* [CONSIGNE]: Dans l'extrait ci-dessous, relevez toutes les institutions qui se retrouvent lors des trilogues, s'il vous plaît.

Intervention de Emily O'Reilly

Réunion du 7 février 2015 à 16h30
Commission des affaires européennes

Emily O'Reilly, Médiateur européen :

Voilà précisément ce que visent beaucoup de mes enquêtes. J'ai aussi enquêté sur la transparence des trilogues. La Commission, le Parlement européen et le Conseil s'y retrouvent, souvent à huis clos, pour trouver des arrangements, pour lesquels le Parlement européen et le Conseil de l'Union européenne servent ensuite seulement de chambres d'enregistrement. Il y a un compromis à trouver entre transparence et efficacité. Beaucoup de parlementaires et de représentants apprécient la formule du trilogue parce qu'elle permet d'avancer vite. Mais, cela se fait dans une totale opacité. Parfois, des membres d'un parlement national viennent à moi parce qu'ils ne savent pas ce qu'ont dit leurs propres ministres, en leur nom, dans ces trilogues.

Pour résumer, la grande majorité des citoyens européens n'ont pas besoin de se rendre devant moi, parce qu'ils ne sont pas directement en rapport avec les institutions européennes. Pour ma part, je travaille sur les problèmes systémiques de la mauvaise administration pour que les citoyens reçoivent de l'aide, quand bien même ils ne connaissent pas l'existence du Médiateur européen.

C'est ainsi que davantage de documents ont été publiés sur les sites de la Commission dans le cadre des pourparlers commerciaux transatlantiques. Par exemple, aussi, l'agence Frontex a complètement modifié le protocole de ses vols de rapatriement, d'Irlande, de France ou d'ailleurs, pour tenir compte de mes recommandations en matière de protection au regard des contraintes utilisées et du traitement accordé aux femmes et aux enfants. Le réseau des médiateurs nationaux m'a également aidée à traiter ces problèmes très concrets.

* [DONNÉES FOURNIES]:
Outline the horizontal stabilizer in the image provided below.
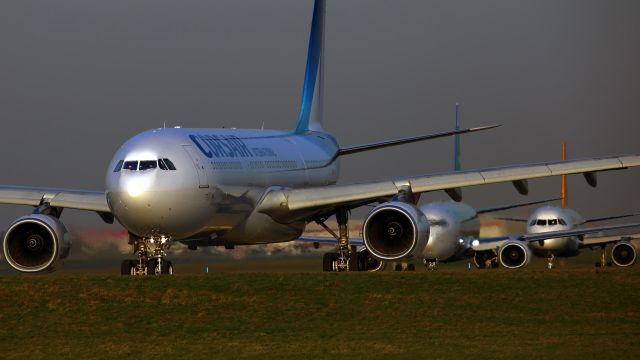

* [RÉPONSE]:
- La Commission
- Le Parlement européen
- Le Conseil